## [Task requirements]
**A)** Please output the passage of the "fake news" feedback loop essay between "A Case Study in" and "US National Politics.", inclusive.
**B)** Write the next part of the essay on the "fake news" feedback loop, picking up after its last sentence.
(Given text Opens)
A Case Study in the “Fake News” Feedback Loop
You can learn a lot by being an audio engineer editing things…
Background
I follow politics closely and identify as an Independent. There currently is no established Party or Platform that I find shares my Values, Vision, or Approach to Governance that meets my standards. In a way, during a time when US Political Party Partisanship is at an all time high, it is the only rational thing to do. I’m an active Local, State, and National voter — and, strangely enough — optimistic about the future of US National Politics.
How? For years I was the only person in the room who actually seemed to care about the Political Sphere. The only person my age who ascribed to the Universal Political Skepticism of Dr. Hunter S. Thompson and Mark Twain. US Politics is the ultimate Social Experiment, and there are a lot more interested participants now than 2012.
We are just starting out with the Growing Pains. Most of the people who are now suddenly very concerned on a day-to-day basis with US Politics are pretty damn ignorant. Not just about US Politics, mind you, but I mean basic shit like “We landed on the Moon, the Earth is Round, and Evolution is Proven.”
If you take offense to any one of those three (3) subjects as insulting to your Beliefs, guess what — your Beliefs are intellectually inferior, or “dumb” as you might be more inclined to call it, so the problem in this situation is YOU.
Discover the Barren Wasteland Where the Soul of Sean Hannity Should Reside: A Case Study
I know Ted Koppel was a punchline for Saturday Night Live years ago, with the “Jacko on his Back-o” bit still echoing in my brain. It’s kind of a letdown legacy wise, to me, when Mr. Koppel produced countless high-quality Journalism reports and contributed an extreme amount of useful intelligence to the US Populace. He doesn’t deserve to be a punchline, that is for sure.
Step 1: Invite Respected Smart Person to Chat, Then Talk Over Them
Watching Sean Hannity squirm in his chair while Koppel took him down was really hard. Sean was unable to shut up longer than a sugar-drenched three year old who wants another handful of gummy bears. Now we know why, because Ted Koppel summarized a significant problem in a very concise, accurate, and damning fashion:
…you have attracted people who are determined that ideology is more important than facts.
(Given text Closes)
(Information given Opens)
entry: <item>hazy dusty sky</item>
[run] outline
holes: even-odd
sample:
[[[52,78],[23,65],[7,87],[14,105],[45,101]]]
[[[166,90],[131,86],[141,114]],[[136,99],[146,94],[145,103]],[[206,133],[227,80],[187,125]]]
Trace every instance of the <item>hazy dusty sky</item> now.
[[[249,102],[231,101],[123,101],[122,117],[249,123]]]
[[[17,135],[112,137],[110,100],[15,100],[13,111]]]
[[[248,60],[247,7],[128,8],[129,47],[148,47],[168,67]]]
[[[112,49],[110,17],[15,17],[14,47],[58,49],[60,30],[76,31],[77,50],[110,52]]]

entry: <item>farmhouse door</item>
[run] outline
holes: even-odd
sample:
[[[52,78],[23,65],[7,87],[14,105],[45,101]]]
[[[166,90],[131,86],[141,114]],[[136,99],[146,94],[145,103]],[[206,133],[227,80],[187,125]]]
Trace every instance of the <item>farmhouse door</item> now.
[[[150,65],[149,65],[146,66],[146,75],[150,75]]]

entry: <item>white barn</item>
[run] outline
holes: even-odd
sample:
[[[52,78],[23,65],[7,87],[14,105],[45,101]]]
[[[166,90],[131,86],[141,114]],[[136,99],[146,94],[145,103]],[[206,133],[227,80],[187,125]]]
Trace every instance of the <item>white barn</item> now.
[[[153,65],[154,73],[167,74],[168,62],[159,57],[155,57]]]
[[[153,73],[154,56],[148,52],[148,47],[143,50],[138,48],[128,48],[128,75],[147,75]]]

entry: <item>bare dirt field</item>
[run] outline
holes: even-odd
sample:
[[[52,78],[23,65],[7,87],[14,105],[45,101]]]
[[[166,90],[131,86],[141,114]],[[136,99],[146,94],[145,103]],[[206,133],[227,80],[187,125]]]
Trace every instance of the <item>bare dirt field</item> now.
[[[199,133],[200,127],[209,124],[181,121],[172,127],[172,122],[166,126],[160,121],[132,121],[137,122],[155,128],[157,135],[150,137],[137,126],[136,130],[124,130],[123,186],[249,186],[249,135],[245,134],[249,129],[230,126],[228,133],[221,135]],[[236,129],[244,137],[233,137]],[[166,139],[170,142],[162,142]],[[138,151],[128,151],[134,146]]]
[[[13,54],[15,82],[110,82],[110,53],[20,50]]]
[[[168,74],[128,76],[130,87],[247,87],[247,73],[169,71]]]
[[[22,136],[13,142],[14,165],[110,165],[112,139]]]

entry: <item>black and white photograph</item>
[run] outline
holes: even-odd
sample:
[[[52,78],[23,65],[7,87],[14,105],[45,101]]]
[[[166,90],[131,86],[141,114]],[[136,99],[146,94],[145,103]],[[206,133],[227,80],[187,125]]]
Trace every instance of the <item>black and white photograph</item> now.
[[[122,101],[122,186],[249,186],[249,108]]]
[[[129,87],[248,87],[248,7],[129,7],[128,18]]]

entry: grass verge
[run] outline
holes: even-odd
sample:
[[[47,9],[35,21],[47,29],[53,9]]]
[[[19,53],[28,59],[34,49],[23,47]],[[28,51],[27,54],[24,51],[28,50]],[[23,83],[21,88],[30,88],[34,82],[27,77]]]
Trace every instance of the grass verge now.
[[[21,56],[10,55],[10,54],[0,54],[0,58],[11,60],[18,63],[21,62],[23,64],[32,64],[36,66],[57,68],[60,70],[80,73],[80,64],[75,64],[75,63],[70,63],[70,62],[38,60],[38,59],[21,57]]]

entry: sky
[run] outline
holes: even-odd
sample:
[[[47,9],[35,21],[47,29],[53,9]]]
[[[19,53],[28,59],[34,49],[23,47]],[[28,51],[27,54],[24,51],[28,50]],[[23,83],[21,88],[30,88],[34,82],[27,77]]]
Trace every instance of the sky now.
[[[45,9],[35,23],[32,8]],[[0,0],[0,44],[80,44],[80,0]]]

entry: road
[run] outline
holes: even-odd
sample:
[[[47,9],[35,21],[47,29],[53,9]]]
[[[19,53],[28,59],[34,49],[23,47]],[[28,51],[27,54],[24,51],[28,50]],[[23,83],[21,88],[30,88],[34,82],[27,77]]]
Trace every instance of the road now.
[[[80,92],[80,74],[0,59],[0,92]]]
(Information given Closes)
## [Responses to the exercise]
**A)**
A Case Study in the “Fake News” Feedback Loop
You can learn a lot by being an audio engineer editing things…
Background
I follow politics closely and identify as an Independent. There currently is no established Party or Platform that I find shares my Values, Vision, or Approach to Governance that meets my standards. In a way, during a time when US Political Party Partisanship is at an all time high, it is the only rational thing to do. I’m an active Local, State, and National voter — and, strangely enough — optimistic about the future of US National Politics.

**B)**
Step 2: Wait for Legitimate Journalism Piece to Show Up
It doesn’t take long to unravel the sloppy hack work that Sean Hannity seems to need in order to survive — like some kind of genetic accident that doesn’t need oxygen to breathe, just a constant audio stream of his own version of reality played in an earpiece 24/7, mixed in with the screams of Napalm victims for a change of pace during commercial breaks. It’s plausible.
CBS dared to interrupt the normal signal being piped into the earpiece with something actually true, and it sent Sean Hannity into overdrive. As though that one moment of Truth slipping into his feed almost killed him. He went ballistic, and after closing his eyes to see the words he had tattooed on the inside of his eyelids one afternoon in February 2017, was ready to respond.
“FAKE NEWS!”
Step 3: Get Impressionable & Mentally Unsound People to Watch
I suppose where you can see me going with Step 3, but that’s too obvious because you know it’s true. And, if you’re an ideological light-weight like Sean Hannity, it’ll probably insult you with how obvious it is to sketch out.
Conclusion
I’m not going to make a lot of friends by talking down to the kinds of people who are not intellectually prepared enough to even know they’re being played. So, in the grand scheme of things, the first step will be to use Sean Hannity in the next Space X rocket test, because until we excise his brand of intellectual cancer, as a Nation, we will not be able to have good discussions with one another.
It’s just so sad that as a nation the US turns to cowards like Sean Hannity who hide behind Beliefs and use them as Weapons and doesn’t immediately come to the conclusion that the fucking huckster should be tarred and feathered.